> **AIM**:
Recast the rows below as a Markdown table with the columns Line No. and Content, numbering each line and skipping blank ones. Leave the pictures out.

> **INFORMATION SUPPLIED**:
--------------------------------------------------

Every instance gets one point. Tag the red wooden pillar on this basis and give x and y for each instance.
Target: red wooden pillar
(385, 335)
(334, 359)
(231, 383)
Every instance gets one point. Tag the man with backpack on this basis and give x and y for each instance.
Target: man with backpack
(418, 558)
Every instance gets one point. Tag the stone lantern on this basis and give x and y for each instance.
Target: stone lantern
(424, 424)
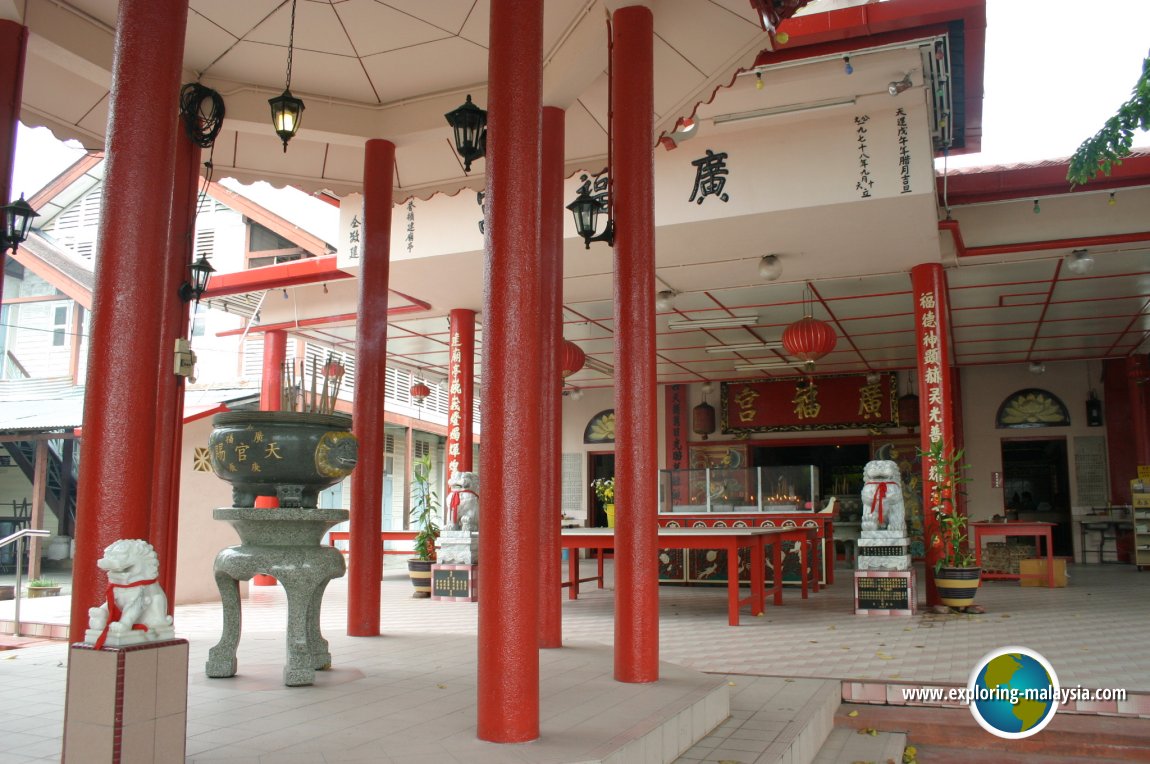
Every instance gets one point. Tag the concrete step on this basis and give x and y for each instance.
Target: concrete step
(1070, 735)
(848, 747)
(772, 720)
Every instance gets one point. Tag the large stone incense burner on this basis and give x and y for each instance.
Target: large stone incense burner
(289, 455)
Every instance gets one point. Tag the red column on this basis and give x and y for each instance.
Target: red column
(936, 409)
(1137, 380)
(366, 560)
(13, 44)
(636, 427)
(551, 623)
(275, 353)
(120, 417)
(461, 392)
(170, 389)
(508, 658)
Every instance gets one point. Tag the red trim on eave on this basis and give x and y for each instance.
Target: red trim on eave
(308, 270)
(850, 29)
(1076, 243)
(1043, 180)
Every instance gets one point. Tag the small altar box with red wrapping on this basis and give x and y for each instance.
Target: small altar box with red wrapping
(455, 582)
(884, 593)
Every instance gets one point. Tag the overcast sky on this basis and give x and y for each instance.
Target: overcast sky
(1053, 75)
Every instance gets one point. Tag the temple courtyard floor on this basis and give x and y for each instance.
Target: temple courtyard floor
(766, 690)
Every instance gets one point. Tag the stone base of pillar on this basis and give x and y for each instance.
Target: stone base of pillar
(127, 703)
(455, 582)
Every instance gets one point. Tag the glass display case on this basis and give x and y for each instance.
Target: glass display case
(745, 489)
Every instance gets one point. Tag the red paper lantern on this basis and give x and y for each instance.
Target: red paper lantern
(809, 340)
(420, 391)
(572, 359)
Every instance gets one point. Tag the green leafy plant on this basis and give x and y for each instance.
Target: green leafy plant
(604, 489)
(947, 475)
(424, 510)
(1101, 152)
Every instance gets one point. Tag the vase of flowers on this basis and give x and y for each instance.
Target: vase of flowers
(605, 491)
(956, 574)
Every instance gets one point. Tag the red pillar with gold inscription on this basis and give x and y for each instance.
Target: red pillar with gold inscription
(461, 392)
(936, 410)
(636, 426)
(365, 558)
(508, 609)
(551, 312)
(120, 412)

--------------------------------------------------

> **EXERCISE ANSWER**:
| Line No. | Content |
|---|---|
| 1 | Every instance gets one point. Tag the red wooden pillar on this basis and give x and y for each instance. |
| 2 | Target: red wooden pillar |
| 3 | (385, 335) |
| 4 | (334, 359) |
| 5 | (231, 383) |
| 6 | Every instance gets one point. Tag the man with backpack on this basis and give x and y for each instance. |
| 7 | Target: man with backpack |
| 8 | (418, 558) |
| 9 | Every instance gets one point. Tag the stone lantern on this basis and give x and y for each instance. |
| 10 | Target: stone lantern |
| 11 | (424, 424) |
| 12 | Every instance gets one point. Tag the concrete step on this basis and give x and y for each instance. |
| 13 | Target: concrete step |
| 14 | (1070, 735) |
| 15 | (848, 747) |
| 16 | (772, 720) |
| 17 | Every instance gets one point. Tag the large stone incense burner on this basis and give x and y for each instance. |
| 18 | Target: large stone incense burner |
| 19 | (289, 455) |
| 20 | Every instance gets one point. Tag the red column on this basis and give x and y for each instance. |
| 21 | Target: red column |
| 22 | (936, 409) |
| 23 | (1137, 380) |
| 24 | (366, 560) |
| 25 | (13, 44) |
| 26 | (636, 427) |
| 27 | (551, 623) |
| 28 | (275, 353) |
| 29 | (120, 417) |
| 30 | (461, 392) |
| 31 | (170, 389) |
| 32 | (508, 658) |
| 33 | Every instance gets one point. Tag the red trim on eave on this basis and give x and y for each instance. |
| 34 | Target: red trim on eave |
| 35 | (308, 270) |
| 36 | (850, 29) |
| 37 | (1076, 243) |
| 38 | (1043, 180) |
| 39 | Every instance gets one point. Tag the small altar box with red wrapping on this basis and give x and y for each instance. |
| 40 | Target: small altar box with red wrapping |
| 41 | (455, 582) |
| 42 | (884, 593) |
| 43 | Every instance gets one point. Tag the overcast sky on this basis and give x and y for each instance. |
| 44 | Target: overcast sky |
| 45 | (1053, 75) |
| 46 | Every instance gets one point. Tag the temple courtyard floor on this basis and give x and y for each instance. |
| 47 | Target: temple courtyard floor |
| 48 | (766, 690) |
| 49 | Every instance gets one point. Tag the stone base of pillar on this basis and give x and y for each instance. |
| 50 | Target: stone base of pillar |
| 51 | (127, 703) |
| 52 | (455, 582) |
| 53 | Every instance gets one point. Tag the glass display case on this basis and give x and y for each instance. |
| 54 | Target: glass display case |
| 55 | (745, 489) |
| 56 | Every instance gets one point. Tag the red paper lantern on this basis and give x and y for each instance. |
| 57 | Target: red paper lantern |
| 58 | (809, 340) |
| 59 | (420, 391) |
| 60 | (572, 359) |
| 61 | Every instance gets one point. Tag the green leafy plant on this basis and give x and y for each instance. |
| 62 | Target: green leafy plant |
| 63 | (604, 489) |
| 64 | (947, 475) |
| 65 | (424, 510) |
| 66 | (1101, 152) |
| 67 | Every instance gets one point. Tag the vase of flowers on this basis and give x and y for each instance. |
| 68 | Target: vase of flowers |
| 69 | (605, 491) |
| 70 | (956, 574) |
| 71 | Every instance gets one point. Tag the red pillar with gold inscription on this basis and give x and y for each instance. |
| 72 | Target: red pillar with gold inscription |
| 73 | (461, 392) |
| 74 | (936, 410) |
| 75 | (636, 426) |
| 76 | (365, 558) |
| 77 | (508, 609) |
| 78 | (551, 312) |
| 79 | (120, 412) |